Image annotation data

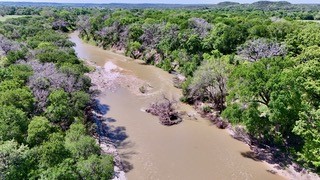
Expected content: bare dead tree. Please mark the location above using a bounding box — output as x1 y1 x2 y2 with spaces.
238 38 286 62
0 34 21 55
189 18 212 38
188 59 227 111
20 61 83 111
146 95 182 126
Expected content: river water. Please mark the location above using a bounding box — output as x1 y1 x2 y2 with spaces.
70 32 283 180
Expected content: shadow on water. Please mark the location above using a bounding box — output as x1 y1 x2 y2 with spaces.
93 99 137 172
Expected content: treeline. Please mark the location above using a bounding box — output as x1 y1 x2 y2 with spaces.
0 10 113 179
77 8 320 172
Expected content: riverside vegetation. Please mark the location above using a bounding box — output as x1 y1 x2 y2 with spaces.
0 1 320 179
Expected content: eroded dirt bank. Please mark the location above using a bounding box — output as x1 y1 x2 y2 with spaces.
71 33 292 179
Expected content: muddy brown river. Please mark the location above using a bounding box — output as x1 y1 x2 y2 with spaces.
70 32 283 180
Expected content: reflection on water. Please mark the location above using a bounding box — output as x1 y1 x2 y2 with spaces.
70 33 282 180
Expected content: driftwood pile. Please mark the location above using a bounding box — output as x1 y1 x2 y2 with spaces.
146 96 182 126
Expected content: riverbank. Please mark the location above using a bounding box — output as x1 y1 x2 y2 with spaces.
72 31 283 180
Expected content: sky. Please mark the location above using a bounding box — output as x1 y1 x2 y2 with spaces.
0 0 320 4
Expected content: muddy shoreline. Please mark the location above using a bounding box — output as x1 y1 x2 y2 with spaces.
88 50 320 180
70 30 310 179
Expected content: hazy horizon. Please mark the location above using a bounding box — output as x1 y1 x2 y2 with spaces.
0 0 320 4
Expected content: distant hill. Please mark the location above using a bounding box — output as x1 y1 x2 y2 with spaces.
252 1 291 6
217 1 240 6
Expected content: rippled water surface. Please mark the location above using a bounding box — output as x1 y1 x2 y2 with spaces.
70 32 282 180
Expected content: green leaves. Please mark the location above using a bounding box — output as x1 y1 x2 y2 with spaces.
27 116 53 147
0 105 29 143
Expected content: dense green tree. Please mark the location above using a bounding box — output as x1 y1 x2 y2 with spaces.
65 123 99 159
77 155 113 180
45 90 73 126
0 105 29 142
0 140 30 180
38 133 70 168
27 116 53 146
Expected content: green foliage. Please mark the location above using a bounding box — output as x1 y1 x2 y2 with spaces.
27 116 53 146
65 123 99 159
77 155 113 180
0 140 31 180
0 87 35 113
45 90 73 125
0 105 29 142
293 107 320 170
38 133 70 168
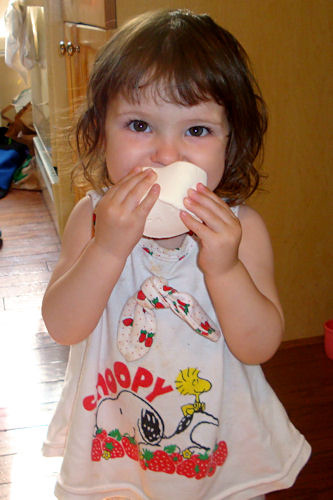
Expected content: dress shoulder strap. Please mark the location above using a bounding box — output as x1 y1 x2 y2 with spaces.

▶ TASK BRIEF
Copy every item above word for word, leaving out the pictures.

▶ FINISHED ANSWER
Expected content: bare dead tree. Please mark the location above using a bounding box — output as x1 y1 x2 y2 with spaces.
238 38 286 62
0 34 21 55
189 18 212 38
188 59 227 111
20 61 83 111
146 95 182 126
Expected content: river water. Please mark the location above using a bounding box — output as x1 y1 x2 y2 with spaces.
70 32 283 180
Expected content: shadow on water. Please mark the location above using a bounding box — output as x1 y1 x2 y2 with spaces.
93 99 137 172
Expected content: treeline. Please mark the location above using a bounding box — output as x1 y1 x2 y2 with spaces.
0 10 113 179
77 8 320 172
Expected content: riverside vegetation. Please mark the location above using a bounding box — output as x1 y1 x2 y2 with spaces.
0 1 320 179
Expected content: eroded dirt bank. Please mark the location above using a bounding box — output as x1 y1 x2 y2 with spaces.
71 33 292 179
Expected content: muddy brown river. Please mark the location above using a bounding box — output as x1 y1 x2 y2 with spaces.
70 32 283 180
Expected content: reflection on water. Please mark the location above using a bounding box — output as x1 y1 x2 y2 with spaces.
70 33 282 180
Expected content: driftwood pile. Please mark the location above using a bounding box — output as x1 y1 x2 y2 with spaces.
146 96 182 126
Expected content: riverbank. Please mark the location above using a bounding box — output as x1 y1 x2 y2 with spaces.
72 31 283 180
Expected content: sky. Please mark the location above using a bounding box — output as x1 y1 x2 y2 with spaces.
0 0 320 4
Expected content: muddy shoreline. Please mark the location above using a bounding box — output as x1 y1 x2 y2 with spaces.
88 50 320 180
70 30 310 179
Expected content: hazy horizon. Please mark the location above using a bounding box — output as x1 y1 x2 y2 with spaces.
0 0 320 4
Expected content: distant hill. Please mark the location above using a bounding box — output as x1 y1 x2 y2 with spaces.
252 1 291 6
217 1 240 6
Expected content: rippled water surface. Please mark the location above using a bounding box — output as x1 y1 x2 y2 with spaces.
70 32 282 180
Expected content: green leaves. Please mark the location above using a bounding box — output as x1 y1 x2 y2 with spaces.
27 116 53 147
0 105 29 143
Expected content: dense green tree. Please mark the location above using a bounding box — output as x1 y1 x2 y2 with spaces.
65 123 99 159
77 155 113 180
45 90 73 126
0 105 29 142
0 140 30 180
38 133 70 168
27 116 53 146
Expected content: green foliage. Please mark the location above using a bounding box — output as x1 y1 x2 y2 with spaces.
27 116 53 146
65 123 99 159
77 155 113 180
0 140 31 180
0 87 35 113
45 90 73 125
0 105 29 142
293 107 320 170
38 133 70 168
Expected content: dress shoulder strap. Please mark the location above using a bounding box — output as x1 y1 x2 y2 with spaces.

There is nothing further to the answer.